• **Problem description**
Please quote only the lines that start at the one with "155L132 181L207 190L205" and go on to the last line of the data, both ends kept.

• **Given information**
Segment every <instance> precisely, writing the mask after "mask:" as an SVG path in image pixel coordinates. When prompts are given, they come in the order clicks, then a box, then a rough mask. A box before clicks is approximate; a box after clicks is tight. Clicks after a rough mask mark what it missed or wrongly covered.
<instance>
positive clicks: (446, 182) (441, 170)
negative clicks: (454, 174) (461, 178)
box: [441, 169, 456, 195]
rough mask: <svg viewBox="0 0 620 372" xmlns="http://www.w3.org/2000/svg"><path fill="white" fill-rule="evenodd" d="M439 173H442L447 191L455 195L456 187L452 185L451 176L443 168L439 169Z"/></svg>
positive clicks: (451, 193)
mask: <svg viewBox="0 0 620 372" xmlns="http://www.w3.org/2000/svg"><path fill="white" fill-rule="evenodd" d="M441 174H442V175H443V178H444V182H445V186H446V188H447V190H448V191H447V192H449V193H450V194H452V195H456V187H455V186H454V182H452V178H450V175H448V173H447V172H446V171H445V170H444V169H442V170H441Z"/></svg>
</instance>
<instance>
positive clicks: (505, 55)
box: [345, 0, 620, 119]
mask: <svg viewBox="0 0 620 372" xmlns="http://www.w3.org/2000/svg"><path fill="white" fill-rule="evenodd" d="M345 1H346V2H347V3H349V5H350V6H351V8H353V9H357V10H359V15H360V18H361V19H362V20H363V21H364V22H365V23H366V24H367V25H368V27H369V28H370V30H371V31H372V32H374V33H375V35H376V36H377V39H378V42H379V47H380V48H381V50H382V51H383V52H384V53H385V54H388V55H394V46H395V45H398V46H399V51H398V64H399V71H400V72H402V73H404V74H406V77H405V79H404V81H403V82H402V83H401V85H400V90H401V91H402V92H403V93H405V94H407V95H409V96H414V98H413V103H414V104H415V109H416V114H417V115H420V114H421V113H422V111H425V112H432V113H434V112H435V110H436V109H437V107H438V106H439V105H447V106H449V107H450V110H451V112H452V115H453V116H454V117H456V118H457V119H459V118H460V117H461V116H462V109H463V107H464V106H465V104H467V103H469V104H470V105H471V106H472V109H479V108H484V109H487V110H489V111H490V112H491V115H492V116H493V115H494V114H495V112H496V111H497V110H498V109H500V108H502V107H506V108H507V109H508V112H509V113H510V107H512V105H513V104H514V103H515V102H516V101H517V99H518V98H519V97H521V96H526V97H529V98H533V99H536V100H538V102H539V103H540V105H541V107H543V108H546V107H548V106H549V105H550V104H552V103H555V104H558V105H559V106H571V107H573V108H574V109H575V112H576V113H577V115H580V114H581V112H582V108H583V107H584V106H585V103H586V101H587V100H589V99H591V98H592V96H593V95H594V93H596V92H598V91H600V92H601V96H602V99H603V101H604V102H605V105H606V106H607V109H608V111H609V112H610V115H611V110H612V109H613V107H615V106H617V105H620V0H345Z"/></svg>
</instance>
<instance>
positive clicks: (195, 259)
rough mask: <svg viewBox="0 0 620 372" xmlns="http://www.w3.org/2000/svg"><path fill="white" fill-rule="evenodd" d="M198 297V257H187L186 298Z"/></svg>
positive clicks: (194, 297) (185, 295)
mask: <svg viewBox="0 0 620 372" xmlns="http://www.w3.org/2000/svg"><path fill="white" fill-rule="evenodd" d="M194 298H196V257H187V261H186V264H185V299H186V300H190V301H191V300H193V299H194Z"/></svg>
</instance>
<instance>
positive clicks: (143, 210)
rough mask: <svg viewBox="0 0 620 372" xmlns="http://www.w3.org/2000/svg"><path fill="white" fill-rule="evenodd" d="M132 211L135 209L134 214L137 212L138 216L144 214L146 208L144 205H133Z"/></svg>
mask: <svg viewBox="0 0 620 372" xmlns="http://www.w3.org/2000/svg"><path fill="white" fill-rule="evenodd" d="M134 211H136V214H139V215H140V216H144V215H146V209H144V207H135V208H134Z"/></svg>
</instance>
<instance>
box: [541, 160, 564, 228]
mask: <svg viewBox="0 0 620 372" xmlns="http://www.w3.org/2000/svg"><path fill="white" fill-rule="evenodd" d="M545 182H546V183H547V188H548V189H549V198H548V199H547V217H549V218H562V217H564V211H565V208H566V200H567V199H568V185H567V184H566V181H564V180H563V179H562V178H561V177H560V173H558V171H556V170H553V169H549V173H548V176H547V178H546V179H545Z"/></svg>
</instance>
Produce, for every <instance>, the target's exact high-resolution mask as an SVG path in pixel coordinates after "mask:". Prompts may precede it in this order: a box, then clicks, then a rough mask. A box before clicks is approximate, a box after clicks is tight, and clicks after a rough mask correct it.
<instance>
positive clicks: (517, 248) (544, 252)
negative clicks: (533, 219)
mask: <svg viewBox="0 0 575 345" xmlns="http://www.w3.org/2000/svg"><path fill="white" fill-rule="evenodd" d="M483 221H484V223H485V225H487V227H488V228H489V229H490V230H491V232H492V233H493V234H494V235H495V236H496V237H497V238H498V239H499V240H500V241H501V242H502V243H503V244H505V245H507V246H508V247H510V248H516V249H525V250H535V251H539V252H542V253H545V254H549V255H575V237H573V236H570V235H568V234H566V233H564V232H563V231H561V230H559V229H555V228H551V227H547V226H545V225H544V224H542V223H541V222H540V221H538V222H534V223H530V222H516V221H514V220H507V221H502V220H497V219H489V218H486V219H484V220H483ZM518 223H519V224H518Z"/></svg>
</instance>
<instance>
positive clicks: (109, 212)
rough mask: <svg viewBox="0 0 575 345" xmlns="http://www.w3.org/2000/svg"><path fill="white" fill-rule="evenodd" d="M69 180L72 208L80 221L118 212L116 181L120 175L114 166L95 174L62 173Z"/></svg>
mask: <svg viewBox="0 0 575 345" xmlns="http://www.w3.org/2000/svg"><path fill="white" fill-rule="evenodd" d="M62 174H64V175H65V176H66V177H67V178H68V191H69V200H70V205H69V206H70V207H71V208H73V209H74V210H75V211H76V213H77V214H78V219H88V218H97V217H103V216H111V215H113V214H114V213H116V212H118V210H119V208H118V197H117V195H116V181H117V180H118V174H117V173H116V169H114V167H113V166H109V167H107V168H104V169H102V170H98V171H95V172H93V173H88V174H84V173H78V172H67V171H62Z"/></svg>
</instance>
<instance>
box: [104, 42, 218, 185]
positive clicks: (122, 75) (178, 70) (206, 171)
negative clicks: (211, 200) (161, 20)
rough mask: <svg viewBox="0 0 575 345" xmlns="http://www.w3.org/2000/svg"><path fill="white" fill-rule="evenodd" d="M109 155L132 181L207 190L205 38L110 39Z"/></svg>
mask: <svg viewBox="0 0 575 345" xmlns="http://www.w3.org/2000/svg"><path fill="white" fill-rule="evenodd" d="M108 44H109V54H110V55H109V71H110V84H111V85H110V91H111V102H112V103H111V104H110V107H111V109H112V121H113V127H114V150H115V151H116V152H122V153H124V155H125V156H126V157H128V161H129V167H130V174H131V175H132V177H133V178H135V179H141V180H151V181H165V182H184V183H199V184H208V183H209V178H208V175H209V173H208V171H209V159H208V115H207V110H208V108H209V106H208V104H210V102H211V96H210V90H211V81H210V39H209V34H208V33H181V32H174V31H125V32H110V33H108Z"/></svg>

• **Answer area**
rough mask: <svg viewBox="0 0 575 345" xmlns="http://www.w3.org/2000/svg"><path fill="white" fill-rule="evenodd" d="M109 155L132 181L207 190L205 38L110 39Z"/></svg>
mask: <svg viewBox="0 0 575 345" xmlns="http://www.w3.org/2000/svg"><path fill="white" fill-rule="evenodd" d="M108 44H109V54H110V55H109V71H110V84H111V85H110V91H111V102H112V103H111V104H110V107H111V109H112V121H113V127H114V150H115V151H116V152H122V153H124V155H125V156H126V157H128V161H129V167H130V174H131V175H132V177H133V178H135V179H141V180H151V181H165V182H184V183H199V184H208V183H209V178H208V175H209V173H208V171H209V159H208V115H207V110H208V108H209V106H208V104H210V102H211V96H210V90H211V81H210V39H209V34H208V33H181V32H174V31H125V32H110V33H108Z"/></svg>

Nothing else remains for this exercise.